• **Reading text**

=== Begin Enclosure ===

3. Red Flag: It’s All About Meeeee
One of my biggest pet peeves – and I’m sure many, many actors would agree – is taking a class with an acting teacher who spends FAR too much class time rambling on and on with these endless, meandering stories about themselves and all the people they know. These are the teachers who cannot help but drop all kinds of names into virtually every sentence, attempting to boost their credentials and prestige by way of their alleged proximity to talent, one supposes. Here’s the thing: an acting class is YOUR time, or your kid’s time. It’s not the teacher’s ego-stroking time. You’ve paid for it; let the instructor go to therapy if they need affirmation that they are Very Important and Know Lots of Important People. If there is only time for one or two brief exercises in the course of an hour or hour and a half class because the teacher couldn’t shut up about themselves for longer than five minutes at a time, there’s a problem there. Another tendency of this kind of instructor, or at least something to watch out for is those who want to spoon-feed every little answer to the kids without giving them a minute to think of the answer for themselves. Instead…
Green Flag: Look for instructors who will allow the kids to work a bit for an answer, who will lead them down a path TOWARD the answer, but won’t put it directly in their hand. We all probably remember this type of teacher from school, the one who brings you to the brink of the breakthrough, but allows you to make the necessary connections yourself. These are the big learning moments, those flashes of bright light inside your mind that are so much more rewarding. Nobody remembers the answers they looked up in the Teacher’s Edition. And when it comes to acting, the fact is there is often no “right” or “wrong” answer in the first place. Value those instructors who understand this and allow your child to use his or her mind to create their own answers.

=== End Enclosure ===

(Descriptions of photo regions in plain language)
=== Begin Enclosure ===

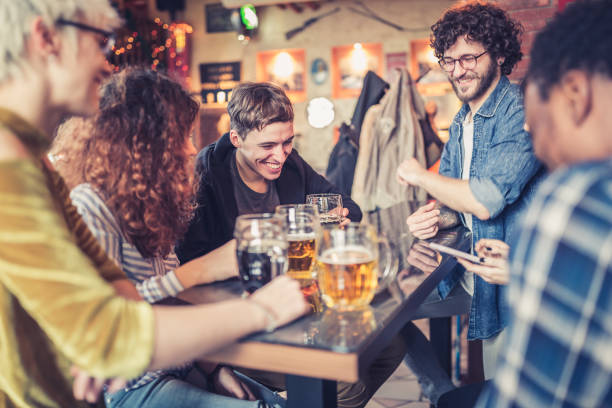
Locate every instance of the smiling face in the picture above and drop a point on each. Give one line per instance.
(474, 85)
(79, 73)
(262, 153)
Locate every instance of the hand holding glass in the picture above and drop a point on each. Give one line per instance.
(261, 248)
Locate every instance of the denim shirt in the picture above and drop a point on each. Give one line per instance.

=== End Enclosure ===

• **What needs to be done**
Answer these questions about the text on acting teachers:
(a) Whose time is an acting class, according to the text?
(b) Where does the text say an instructor should go if they need affirmation?
(c) What does the text say nobody remembers?
The rows have nothing to do with what comes next.

• **Solution to this exercise**
(a) Yours, or your kid's.
(b) To therapy.
(c) The answers they looked up in the Teacher's Edition.